● **Extracted text**:
Despite its well-documented benefits, Test-Driven Development (TDD) has seen relatively limited adoption among software developers. Several key factors seem to contribute to this:

Perceived Overhead and Time Pressure - Many developers view TDD as adding extra steps to the development process, especially in fast-paced environments where delivering features quickly is prioritized. Writing tests before writing code can feel counterintuitive or time-consuming, particularly when deadlines are tight. This perception of overhead often discourages teams from adopting TDD, even though it can save time in the long run by reducing bugs and rework.
Lack of Training and Cultural Support - TDD requires a shift in mindset and discipline that many developers haven't been formally trained in. Without strong organizational support or experienced mentors, developers may struggle to apply TDD effectively. In some teams, testing is still seen as a secondary concern or the responsibility of QA, rather than an integral part of development. This cultural gap can hinder widespread adoption.
Tooling and Legacy Code Challenges - While modern tools support TDD, integrating it into existing projects—especially those with large, untested codebases—can be daunting. Developers often find it difficult to retrofit tests into legacy systems or to maintain tests when requirements change frequently. This can lead to frustration and abandonment of the practice.

● **Record set**:
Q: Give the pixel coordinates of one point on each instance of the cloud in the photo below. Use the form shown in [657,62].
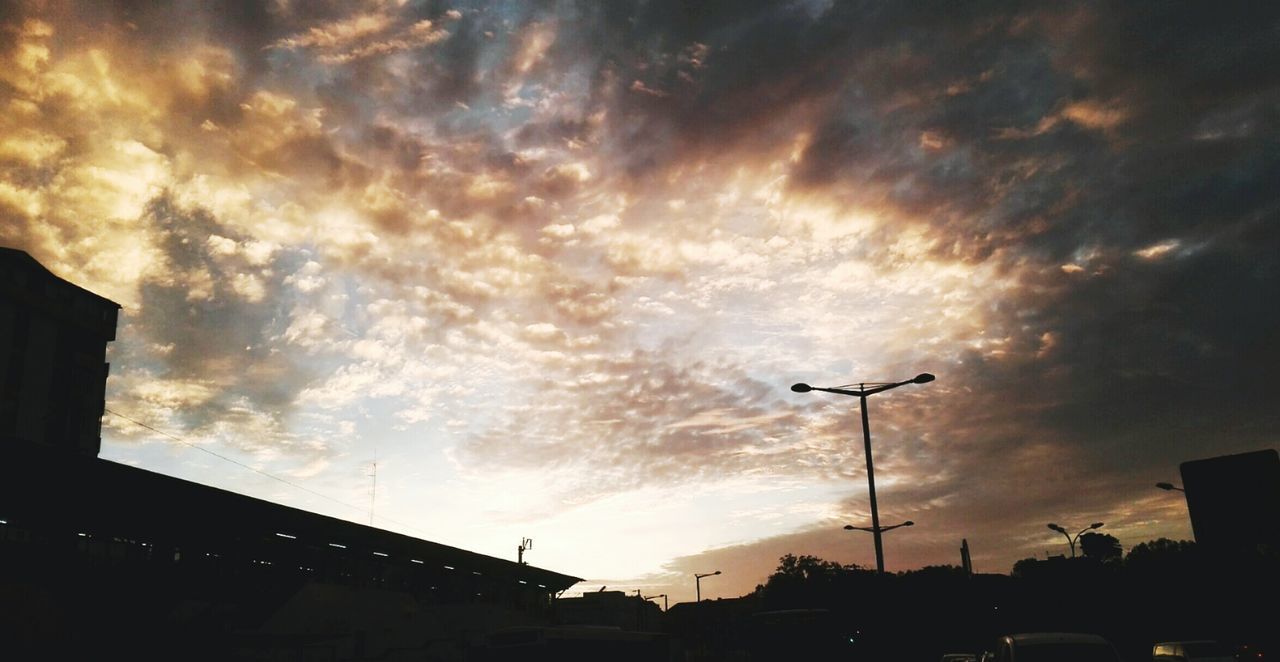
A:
[599,243]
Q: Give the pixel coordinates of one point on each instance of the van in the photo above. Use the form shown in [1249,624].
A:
[1197,651]
[1055,647]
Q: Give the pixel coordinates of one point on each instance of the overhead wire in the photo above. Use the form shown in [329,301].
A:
[292,484]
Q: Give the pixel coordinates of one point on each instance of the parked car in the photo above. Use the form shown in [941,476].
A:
[1055,647]
[1197,651]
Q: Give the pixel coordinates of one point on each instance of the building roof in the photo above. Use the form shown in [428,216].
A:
[58,491]
[30,282]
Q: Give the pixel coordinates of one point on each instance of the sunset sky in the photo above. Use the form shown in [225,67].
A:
[553,266]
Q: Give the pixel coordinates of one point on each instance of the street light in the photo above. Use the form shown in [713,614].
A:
[882,529]
[1072,540]
[698,581]
[863,391]
[663,596]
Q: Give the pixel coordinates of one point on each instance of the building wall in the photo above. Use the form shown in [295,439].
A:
[53,357]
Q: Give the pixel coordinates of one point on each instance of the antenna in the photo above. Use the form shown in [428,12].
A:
[373,489]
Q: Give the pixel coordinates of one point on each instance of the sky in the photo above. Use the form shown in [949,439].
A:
[480,272]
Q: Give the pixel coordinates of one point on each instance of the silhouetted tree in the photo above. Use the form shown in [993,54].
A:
[1160,553]
[1024,567]
[1101,547]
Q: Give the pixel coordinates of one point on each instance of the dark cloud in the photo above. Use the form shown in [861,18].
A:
[215,313]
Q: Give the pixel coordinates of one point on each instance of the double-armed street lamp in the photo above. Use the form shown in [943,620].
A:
[1069,538]
[873,529]
[698,583]
[862,392]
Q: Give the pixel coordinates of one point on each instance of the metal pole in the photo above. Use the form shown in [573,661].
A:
[871,483]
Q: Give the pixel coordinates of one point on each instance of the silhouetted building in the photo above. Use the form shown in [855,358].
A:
[104,558]
[1234,501]
[609,608]
[53,356]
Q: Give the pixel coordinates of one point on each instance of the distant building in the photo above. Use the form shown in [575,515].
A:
[53,356]
[609,608]
[108,560]
[1234,501]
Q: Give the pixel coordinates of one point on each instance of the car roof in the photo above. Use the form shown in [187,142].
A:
[1056,638]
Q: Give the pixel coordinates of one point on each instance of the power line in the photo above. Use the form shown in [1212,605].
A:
[292,484]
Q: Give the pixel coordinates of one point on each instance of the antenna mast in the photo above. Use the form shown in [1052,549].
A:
[373,489]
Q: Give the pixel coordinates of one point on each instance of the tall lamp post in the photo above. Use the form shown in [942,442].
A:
[698,583]
[863,391]
[1069,538]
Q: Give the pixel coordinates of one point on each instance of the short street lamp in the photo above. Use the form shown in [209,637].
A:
[1069,538]
[698,583]
[863,391]
[882,529]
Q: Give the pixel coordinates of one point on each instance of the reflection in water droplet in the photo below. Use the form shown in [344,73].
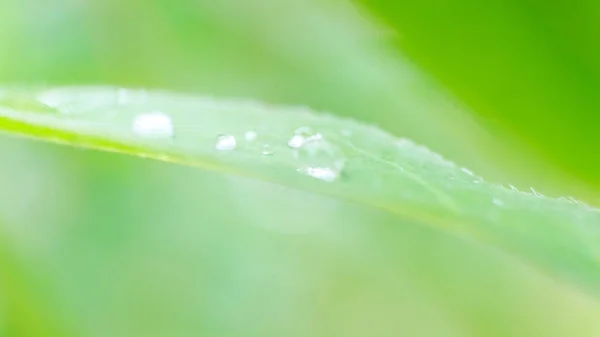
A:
[153,125]
[302,135]
[296,141]
[322,173]
[250,136]
[316,156]
[267,151]
[225,143]
[536,193]
[467,171]
[498,202]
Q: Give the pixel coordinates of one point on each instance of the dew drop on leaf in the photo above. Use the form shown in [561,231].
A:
[250,136]
[225,143]
[267,151]
[322,173]
[153,125]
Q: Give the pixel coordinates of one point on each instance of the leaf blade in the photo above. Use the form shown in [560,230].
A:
[379,170]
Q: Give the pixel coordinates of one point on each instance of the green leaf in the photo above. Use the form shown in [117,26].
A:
[338,157]
[528,67]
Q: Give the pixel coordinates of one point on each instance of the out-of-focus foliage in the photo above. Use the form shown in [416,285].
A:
[102,245]
[528,67]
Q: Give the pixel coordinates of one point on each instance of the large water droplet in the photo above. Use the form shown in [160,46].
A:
[322,173]
[316,156]
[250,136]
[153,125]
[267,151]
[498,202]
[301,136]
[225,143]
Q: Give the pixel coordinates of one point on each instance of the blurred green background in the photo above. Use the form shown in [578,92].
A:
[97,244]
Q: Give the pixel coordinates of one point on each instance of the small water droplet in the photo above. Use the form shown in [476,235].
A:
[267,151]
[498,202]
[322,173]
[302,135]
[225,143]
[296,141]
[536,193]
[250,136]
[467,171]
[153,125]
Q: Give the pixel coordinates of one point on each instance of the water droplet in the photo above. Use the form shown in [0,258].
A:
[467,171]
[322,173]
[302,135]
[536,193]
[316,156]
[225,143]
[296,141]
[250,136]
[153,125]
[267,151]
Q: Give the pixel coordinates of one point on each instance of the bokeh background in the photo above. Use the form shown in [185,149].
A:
[96,244]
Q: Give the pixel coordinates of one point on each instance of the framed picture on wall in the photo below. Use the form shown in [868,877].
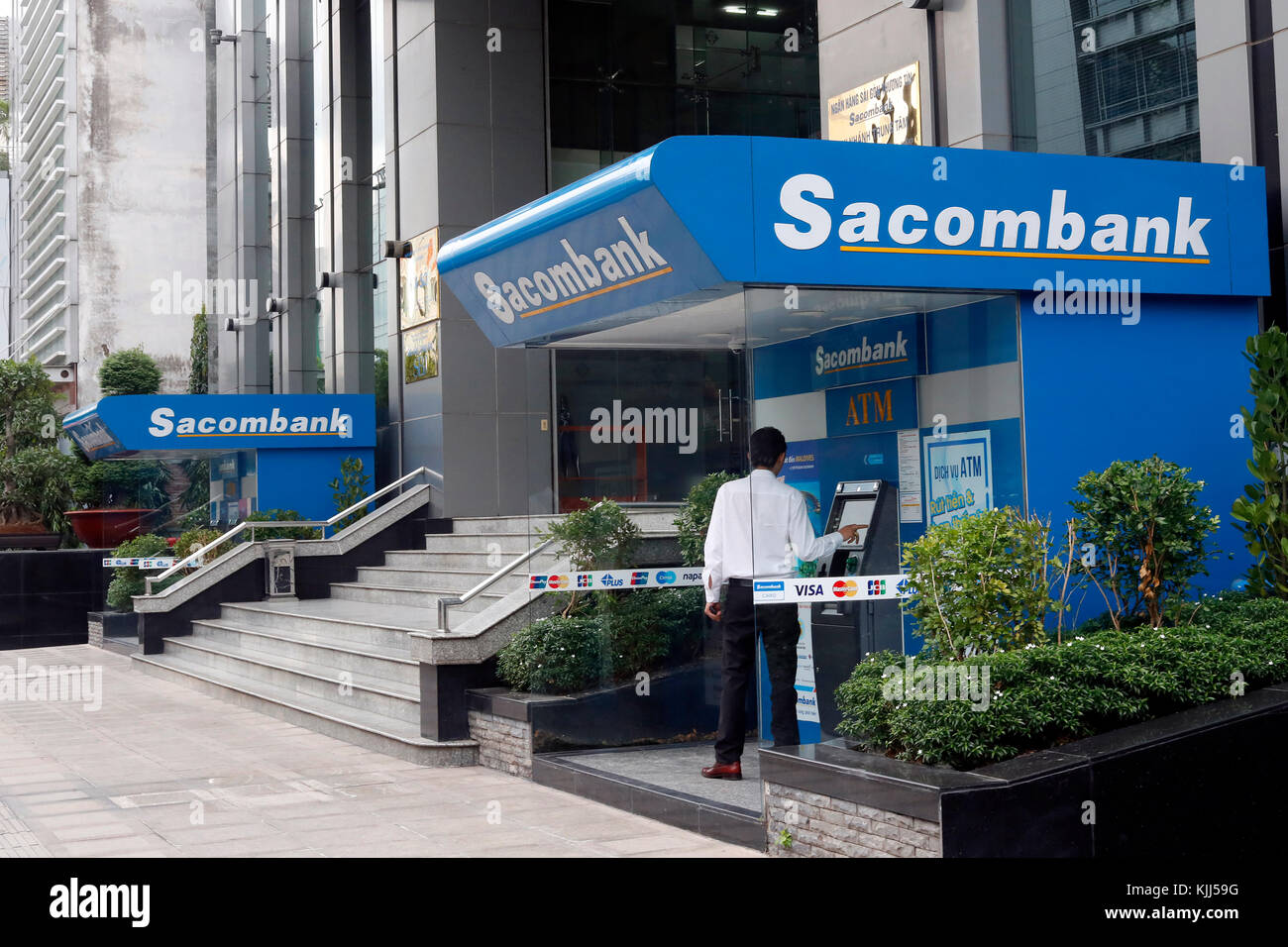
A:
[419,275]
[420,354]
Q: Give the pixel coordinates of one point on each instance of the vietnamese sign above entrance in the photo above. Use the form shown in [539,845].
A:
[696,214]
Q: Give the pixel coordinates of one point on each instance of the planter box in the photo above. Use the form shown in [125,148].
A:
[1207,781]
[111,625]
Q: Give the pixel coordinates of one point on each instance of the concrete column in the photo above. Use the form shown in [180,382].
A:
[245,254]
[468,144]
[295,329]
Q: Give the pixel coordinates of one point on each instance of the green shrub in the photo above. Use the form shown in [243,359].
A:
[121,484]
[35,476]
[129,371]
[191,540]
[980,583]
[128,579]
[348,488]
[278,515]
[600,536]
[1149,531]
[555,655]
[696,515]
[1262,512]
[1047,694]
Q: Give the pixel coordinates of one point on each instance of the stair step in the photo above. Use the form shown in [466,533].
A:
[467,561]
[403,595]
[359,692]
[366,729]
[456,579]
[326,654]
[349,622]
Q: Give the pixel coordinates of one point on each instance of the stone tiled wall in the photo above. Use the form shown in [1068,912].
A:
[503,744]
[825,827]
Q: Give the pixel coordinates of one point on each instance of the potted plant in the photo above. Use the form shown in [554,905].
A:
[115,499]
[34,474]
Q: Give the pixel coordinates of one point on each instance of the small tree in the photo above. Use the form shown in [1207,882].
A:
[1262,512]
[348,488]
[35,475]
[1147,530]
[600,536]
[982,582]
[129,371]
[696,515]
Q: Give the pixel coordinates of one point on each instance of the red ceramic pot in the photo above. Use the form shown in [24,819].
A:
[106,528]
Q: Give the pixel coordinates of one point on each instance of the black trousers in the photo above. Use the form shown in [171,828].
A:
[780,629]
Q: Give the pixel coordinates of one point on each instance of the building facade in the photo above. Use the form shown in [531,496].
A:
[110,184]
[357,138]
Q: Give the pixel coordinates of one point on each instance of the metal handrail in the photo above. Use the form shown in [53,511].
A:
[288,523]
[445,603]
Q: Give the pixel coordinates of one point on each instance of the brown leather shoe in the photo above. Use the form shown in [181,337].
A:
[722,771]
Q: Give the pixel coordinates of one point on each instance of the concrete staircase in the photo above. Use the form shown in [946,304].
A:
[343,665]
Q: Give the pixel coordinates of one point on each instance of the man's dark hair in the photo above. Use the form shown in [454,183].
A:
[767,445]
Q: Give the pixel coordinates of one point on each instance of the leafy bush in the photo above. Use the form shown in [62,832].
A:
[129,371]
[1042,696]
[1147,527]
[348,488]
[600,536]
[35,476]
[191,540]
[120,484]
[278,515]
[1262,512]
[696,515]
[980,583]
[128,579]
[555,655]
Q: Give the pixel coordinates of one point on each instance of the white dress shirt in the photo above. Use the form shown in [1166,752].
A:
[759,530]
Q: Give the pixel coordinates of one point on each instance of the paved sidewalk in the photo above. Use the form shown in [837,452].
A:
[162,771]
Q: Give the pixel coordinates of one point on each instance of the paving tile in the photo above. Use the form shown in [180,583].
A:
[123,783]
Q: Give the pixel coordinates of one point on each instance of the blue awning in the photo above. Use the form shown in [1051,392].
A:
[697,214]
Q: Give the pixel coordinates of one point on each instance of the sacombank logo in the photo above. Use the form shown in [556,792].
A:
[275,424]
[580,275]
[1055,232]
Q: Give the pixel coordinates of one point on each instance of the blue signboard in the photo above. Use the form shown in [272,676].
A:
[866,352]
[696,213]
[192,423]
[872,408]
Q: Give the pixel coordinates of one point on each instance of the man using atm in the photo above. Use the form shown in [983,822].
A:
[759,530]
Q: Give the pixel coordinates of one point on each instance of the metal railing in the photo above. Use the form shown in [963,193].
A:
[248,525]
[445,603]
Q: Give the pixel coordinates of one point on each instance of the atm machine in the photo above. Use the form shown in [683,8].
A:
[848,631]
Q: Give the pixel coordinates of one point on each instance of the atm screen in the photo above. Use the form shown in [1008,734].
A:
[859,512]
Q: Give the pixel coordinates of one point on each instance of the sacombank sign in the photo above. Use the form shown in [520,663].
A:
[1056,231]
[575,275]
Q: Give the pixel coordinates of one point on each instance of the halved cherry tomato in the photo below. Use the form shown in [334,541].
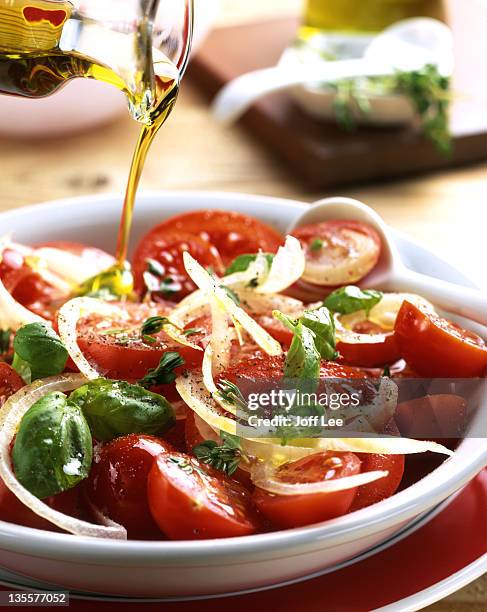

● **Work instructions**:
Decide whether each statement agrees with the text on TDD adoption. Answer yes or no, quoting the deciding words. (a) TDD can save time in the long run. (b) Modern tools do not support TDD. (c) Some teams regard testing as the responsibility of QA.

● **Answer below**:
(a) Yes: "it can save time in the long run by reducing bugs and rework"
(b) No: "While modern tools support TDD"
(c) Yes: "testing is still seen as a secondary concern or the responsibility of QA"